=== PETUNJUK LATIHAN ===
Bisakah Anda mengutip tanpa perubahan bagian teks tentang teori tujuan hukum, mulai dari "Ada beberapa teori" sampai dengan "justicia commutative."?

=== POTONGAN TEKS ===
_ _ _ _ _

Ada beberapa teori tujuan hukum
- teori
etis : mengajukan tesis bahwa hukum itu semata-mata bertujuan untuk
menemukan keadilan. Keprihatinan mendasar dari teori ini terfokus pada dua
pertanyaan tentang keadilan : 1. menyangkut hakikat keadilan; 2. menyangkut
isi atau norma untuk berbuat secara kongkrit dalam keadaan tertentu. Aristoteles
membedakan keadilan dalam 2 macam keadilan yaitu justitia distributive dan
justicia commutative.
- teori
utilitas : penganut teori ini adalah Jeremy Bentham berpendapat bahwa
tujuan hukum adalah untuk menjamin kebahagian terbesar bagi manusia dalam
jumlah yang sebanyak-banyaknya.
- teori
campuran : tujuan pokok hukum adalah ketertiban, dan oleh karena itu
ketertiban merupakan syarat bagi adanya suatu masyarakat yang teratur.
Hoebel menyimpulkan empat fungsi hukum yaitu :
1. menetapkan hubungan-hubungan antara para
anggota masyarakat, dengan menunjukkan jenis-jenis tingkah laku-tingkah laku
apa yang dipierkenankan dan apa pula yang dilarang;
2. menentukan pembagian kekuasaan dan merinci
siapa saja yang boleh melakukan serta siapakah yang harus menaatinya dan
sekaligus memilihkan sanksi-sanksinya yang tepat dan efektif;
3. menyelesaikan sengketa;
4. memelihara kemampuan masyarakat untuk
menyesuaikan diri dengan kondisi-kondisi kehidupan yang berubah-ubah, yaitu
dengan cara merumuskan kebali hubungan esensial antara anggota-anggota
masyarakat;
Disamping
itu hukum menghendaki agar masyarakat bertingkah laku sesuai dengan harapan
masyarakat atau berfungsi sebagai kontrol sosial. Demikian pula hukum berfungsi
sebagai sarana untuk memperlancar proses interaksi sosial, yaitu dengan
memandang hukum sebagai suatu mekanisme kontrol sosial yang bersifat umum dan
beroperasi secara merata di hampir seluruh sektor kehidupan masyarakat.

_ _ _ _ _

=== DATA TERSEDIA ===
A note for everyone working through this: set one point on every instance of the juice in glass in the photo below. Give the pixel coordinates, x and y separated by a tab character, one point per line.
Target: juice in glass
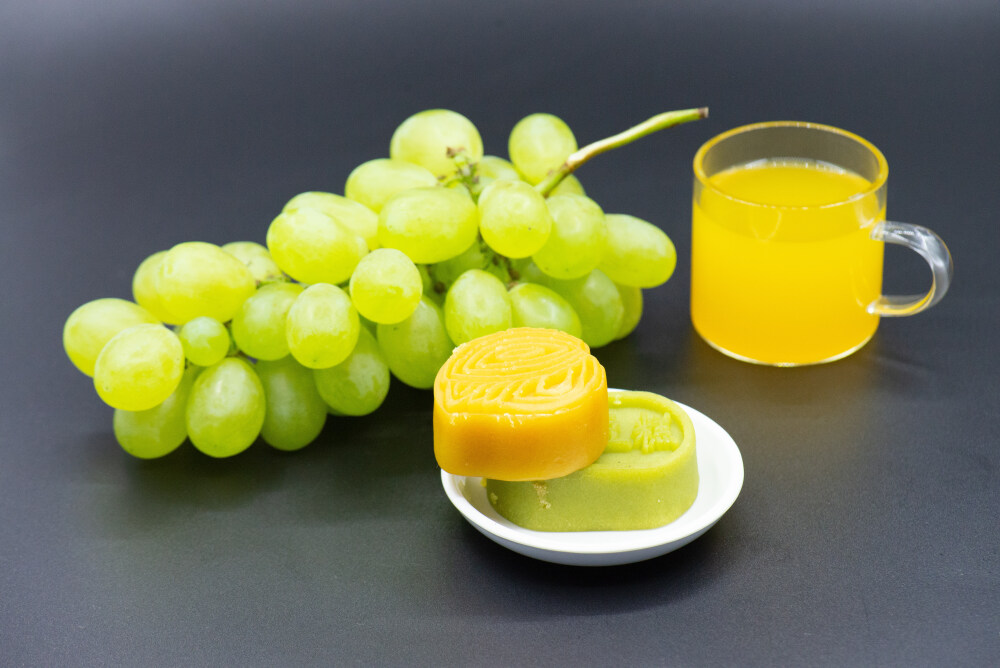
783	263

_ _ _ _ _

=== JAWABAN LATIHAN ===
Ada beberapa teori tujuan hukum
- teori
etis : mengajukan tesis bahwa hukum itu semata-mata bertujuan untuk
menemukan keadilan. Keprihatinan mendasar dari teori ini terfokus pada dua
pertanyaan tentang keadilan : 1. menyangkut hakikat keadilan; 2. menyangkut
isi atau norma untuk berbuat secara kongkrit dalam keadaan tertentu. Aristoteles
membedakan keadilan dalam 2 macam keadilan yaitu justitia distributive dan
justicia commutative.